• [Task brief]
Arrange the lines that follow as a Markdown table with the columns "No." and "Line," numbering each row and omitting blank lines. Leave the pictures out of the table.

• [Records]
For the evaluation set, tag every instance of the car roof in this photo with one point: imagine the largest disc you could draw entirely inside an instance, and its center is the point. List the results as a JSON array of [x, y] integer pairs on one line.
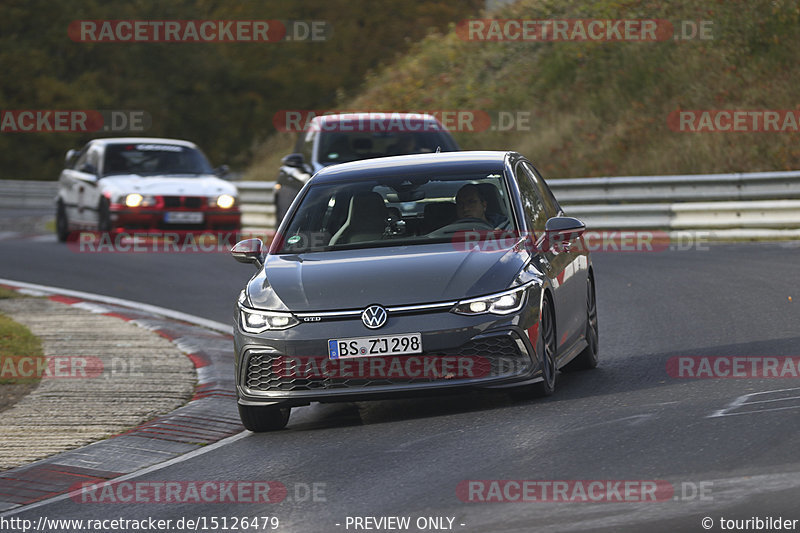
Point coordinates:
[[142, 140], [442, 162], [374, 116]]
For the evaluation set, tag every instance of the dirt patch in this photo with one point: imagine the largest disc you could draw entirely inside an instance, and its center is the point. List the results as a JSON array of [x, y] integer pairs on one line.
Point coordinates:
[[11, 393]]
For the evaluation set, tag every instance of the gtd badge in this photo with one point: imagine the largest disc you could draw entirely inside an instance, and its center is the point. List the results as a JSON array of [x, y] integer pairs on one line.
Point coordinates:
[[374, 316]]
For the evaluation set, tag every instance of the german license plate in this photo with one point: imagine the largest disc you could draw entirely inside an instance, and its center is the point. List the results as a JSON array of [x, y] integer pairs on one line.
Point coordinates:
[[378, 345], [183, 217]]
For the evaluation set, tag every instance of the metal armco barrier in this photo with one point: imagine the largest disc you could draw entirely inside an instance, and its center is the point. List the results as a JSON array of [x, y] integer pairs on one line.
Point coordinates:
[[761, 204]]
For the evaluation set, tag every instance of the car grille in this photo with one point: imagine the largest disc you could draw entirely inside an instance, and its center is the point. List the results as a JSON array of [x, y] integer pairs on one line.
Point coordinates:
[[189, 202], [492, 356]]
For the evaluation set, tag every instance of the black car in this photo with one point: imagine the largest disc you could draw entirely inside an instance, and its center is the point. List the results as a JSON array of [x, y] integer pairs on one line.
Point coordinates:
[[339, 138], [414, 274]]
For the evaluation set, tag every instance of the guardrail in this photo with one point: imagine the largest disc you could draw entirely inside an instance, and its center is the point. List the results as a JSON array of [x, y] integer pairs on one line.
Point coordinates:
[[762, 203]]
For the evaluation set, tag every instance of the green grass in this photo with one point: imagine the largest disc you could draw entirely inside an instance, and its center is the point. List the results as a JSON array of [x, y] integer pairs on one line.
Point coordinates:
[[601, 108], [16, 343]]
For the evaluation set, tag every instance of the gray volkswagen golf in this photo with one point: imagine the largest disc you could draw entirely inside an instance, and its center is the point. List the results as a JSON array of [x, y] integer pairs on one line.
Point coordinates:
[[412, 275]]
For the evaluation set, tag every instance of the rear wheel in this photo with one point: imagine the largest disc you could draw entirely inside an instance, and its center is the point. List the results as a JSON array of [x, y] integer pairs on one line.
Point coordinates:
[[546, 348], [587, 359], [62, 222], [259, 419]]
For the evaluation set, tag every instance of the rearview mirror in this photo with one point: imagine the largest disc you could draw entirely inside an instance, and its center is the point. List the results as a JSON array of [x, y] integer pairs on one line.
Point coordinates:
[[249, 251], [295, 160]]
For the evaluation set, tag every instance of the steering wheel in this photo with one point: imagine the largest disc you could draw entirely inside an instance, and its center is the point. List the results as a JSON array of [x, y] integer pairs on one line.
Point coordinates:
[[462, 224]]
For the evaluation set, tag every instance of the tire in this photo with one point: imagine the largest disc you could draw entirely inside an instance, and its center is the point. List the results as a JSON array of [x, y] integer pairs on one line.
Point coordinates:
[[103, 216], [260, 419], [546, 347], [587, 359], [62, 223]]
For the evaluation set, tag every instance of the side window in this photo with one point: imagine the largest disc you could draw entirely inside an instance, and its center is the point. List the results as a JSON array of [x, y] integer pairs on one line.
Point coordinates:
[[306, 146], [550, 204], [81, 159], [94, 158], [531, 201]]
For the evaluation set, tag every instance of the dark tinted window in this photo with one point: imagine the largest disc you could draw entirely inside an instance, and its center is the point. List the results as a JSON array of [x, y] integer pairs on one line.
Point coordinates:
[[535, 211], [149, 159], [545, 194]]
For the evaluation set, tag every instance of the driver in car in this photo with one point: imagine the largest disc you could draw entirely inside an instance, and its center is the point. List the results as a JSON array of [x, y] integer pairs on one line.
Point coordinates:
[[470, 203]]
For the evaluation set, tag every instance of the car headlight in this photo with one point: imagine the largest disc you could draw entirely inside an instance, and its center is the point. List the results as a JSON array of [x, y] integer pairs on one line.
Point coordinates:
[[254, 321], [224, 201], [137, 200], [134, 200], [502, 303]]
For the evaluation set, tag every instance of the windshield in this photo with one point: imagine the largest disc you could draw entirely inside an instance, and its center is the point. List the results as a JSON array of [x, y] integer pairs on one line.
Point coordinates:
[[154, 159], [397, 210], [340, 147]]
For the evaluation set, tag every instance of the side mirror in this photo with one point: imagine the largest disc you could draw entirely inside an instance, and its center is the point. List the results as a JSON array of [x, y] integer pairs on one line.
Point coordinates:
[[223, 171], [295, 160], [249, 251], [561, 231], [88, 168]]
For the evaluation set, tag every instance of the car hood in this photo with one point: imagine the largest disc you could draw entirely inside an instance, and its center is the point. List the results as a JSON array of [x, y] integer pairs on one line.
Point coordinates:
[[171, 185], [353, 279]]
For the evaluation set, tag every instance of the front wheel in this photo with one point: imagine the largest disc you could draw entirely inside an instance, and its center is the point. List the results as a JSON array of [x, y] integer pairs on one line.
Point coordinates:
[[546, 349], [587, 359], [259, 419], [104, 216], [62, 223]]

• [Expected output]
| No. | Line |
|---|---|
| 1 | For the evaluation set, tag every instance of the car roof in this photo with one point: imagine the largest disc you could draw entirely inside an instance, and its center is the point. List the results as a JSON array of [x, y] integer pairs on one line. |
| 2 | Point coordinates: |
| 3 | [[142, 140], [442, 162], [374, 116]] |
| 4 | For the evaluation set, tag every instance of the dirt patch in this photo with one point: imagine the largest disc you could draw entirely inside an instance, and its center is the point. List the results as a JSON array of [x, y] integer pairs on one line. |
| 5 | Point coordinates: |
| 6 | [[11, 393]] |
| 7 | For the evaluation set, tag every instance of the gtd badge in this photo with one point: imagine the largest disc you could draw entirely inside an instance, and its center is the point. List the results as a JSON array of [x, y] integer pairs on one line. |
| 8 | Point coordinates: |
| 9 | [[374, 316]] |
| 10 | For the evaluation set, tag every instance of the german license plate in this photo with one point: imagine the largest disc you could draw entirely inside an instance, and its center is the point. List the results as a JSON array of [x, y] integer pairs on one line. |
| 11 | Point coordinates: |
| 12 | [[378, 345], [183, 217]] |
| 13 | For the evaluation set, tag every instance of the metal armco barrier in this photo with one point: imagine the largest disc you could draw entirely inside an instance, and its center is the point. List the results as a JSON array of [x, y] integer pairs on one line. |
| 14 | Point coordinates: |
| 15 | [[761, 204]] |
| 16 | For the evaluation set, tag every instance of the car grille in this photo with one point: imagine the largest disc you could draw entirely inside an instance, and its center is the point. List the results as a JSON array of [x, y] integer pairs on one line. |
| 17 | Point coordinates: |
| 18 | [[189, 202], [492, 356]] |
| 19 | For the evaluation set, tag every instance of the black car in this photo with one point: imagine the largest disc you could draw entirely inside an instance, and its center is the point. List the results as a JSON array of [x, y] integer pairs on one line. |
| 20 | Point coordinates: |
| 21 | [[339, 138], [414, 274]] |
| 22 | For the evaluation set, tag every instance of the guardrail in this photo with one point: imagine the largest disc you could draw entirely inside an instance, and its center is the point. List the results as a JSON array of [x, y] integer pairs on one line. |
| 23 | Point coordinates: |
| 24 | [[762, 203]] |
| 25 | For the evaluation set, tag every instance of the green grass in this photo with one point: imagine the largest disc you could draw entirely inside an instance, and its center is the point. List the results as a JSON array of [x, y] integer pairs on one line. |
| 26 | Point coordinates: |
| 27 | [[601, 108], [16, 343]] |
| 28 | For the evaluation set, tag every instance of the gray volkswagen golf in this photo with one point: imagine the largest disc you could draw entirely inside an instance, and its center is the point. List the results as a JSON array of [x, y] integer pairs on one line. |
| 29 | Point coordinates: |
| 30 | [[412, 275]] |
| 31 | For the evaluation set, tag every instance of the rear wheel in this photo with one point: imagine the largest disc you could draw entirely inside an instance, and its center is the point. List the results as a JSON array of [x, y] integer pairs on one line. |
| 32 | Point coordinates: |
| 33 | [[546, 348], [587, 359], [62, 222], [259, 419]] |
| 34 | For the evaluation set, tag every instance of the rearview mirror in this photo with one point: imagine the largest disc you could draw entirely inside an instance, and its center is the point. List the results as a JSON array of [x, y] integer pairs on one line. |
| 35 | Point coordinates: |
| 36 | [[249, 251], [295, 160]] |
| 37 | For the evaluation set, tag every instance of the steering wheel in this photo with one point: imagine the largest disc you could draw entirely inside an instance, and its center is the point. List the results as a JSON array of [x, y] integer pairs on one line. |
| 38 | Point coordinates: |
| 39 | [[462, 224]] |
| 40 | For the evaluation set, tag every instance of the tire in this photo with one point: imagine the largest disc you could draw entirely inside an instance, and its center is the point. List the results as a JSON array of [x, y] integer pairs on one line. |
| 41 | Point coordinates: |
| 42 | [[103, 216], [260, 419], [546, 347], [587, 359], [62, 223]] |
| 43 | For the evaluation set, tag every instance of the side window in this photo with one point: imagine the largest disc you could draw entirely inside an instance, and its center is the point. List the results as a JSON array of [x, y] integer pairs on one line. |
| 44 | Point coordinates: |
| 45 | [[306, 146], [550, 204], [81, 159], [94, 158], [531, 201]] |
| 46 | For the evaluation set, tag every instance of the dark tinted window in this photo with one point: imagine the largest disc you could draw entirely inside an instance, and its center is the point. List the results as a JSON array of [x, y] integer pairs on one line. |
| 47 | Point coordinates: |
| 48 | [[535, 211], [149, 159], [545, 194]] |
| 49 | For the evaluation set, tag every instance of the driver in car in this photo with one point: imagine the largest disc you could draw entirely inside an instance, and its center is the point. List the results as a JSON array of [x, y] integer pairs on one line. |
| 50 | Point coordinates: |
| 51 | [[470, 203]] |
| 52 | For the evaluation set, tag every instance of the car headlight in this photo with one point: imagine the largest disc you could draw entirely inside an instance, and its center is the point. List the results as a JSON array of [x, y] integer pairs on one line. |
| 53 | Point coordinates: |
| 54 | [[254, 321], [224, 201], [137, 200], [134, 200], [502, 303]] |
| 55 | For the evaluation set, tag every instance of the windshield in this photo with one point: imagine the largest disc you could draw entirely inside an instance, and its center is the point. List the results as a JSON array of [x, y] integer pairs on one line. |
| 56 | Point coordinates: |
| 57 | [[154, 159], [397, 210], [340, 147]] |
| 58 | For the evaluation set, tag every instance of the side mirror in this photo with one point: imagine the largest disc you could draw entirely inside an instance, and its center is the point. List the results as a JSON array of [x, y] integer pairs on one line. |
| 59 | Point coordinates: |
| 60 | [[223, 171], [295, 160], [249, 251], [561, 231], [88, 168]] |
| 61 | For the evaluation set, tag every instance of the car hood in this photo with one point: imagine the largest disc you could draw entirely inside an instance, and its center is the point. List the results as a JSON array of [x, y] integer pairs on one line. |
| 62 | Point coordinates: |
| 63 | [[171, 185], [353, 279]] |
| 64 | For the evaluation set, tag every instance of the front wheel in this photo with one point: imagine the largest disc you could draw entirely inside an instance, and its center is the point. List the results as a JSON array of [x, y] integer pairs on one line. |
| 65 | Point coordinates: |
| 66 | [[546, 349], [587, 359], [259, 419], [104, 216], [62, 223]] |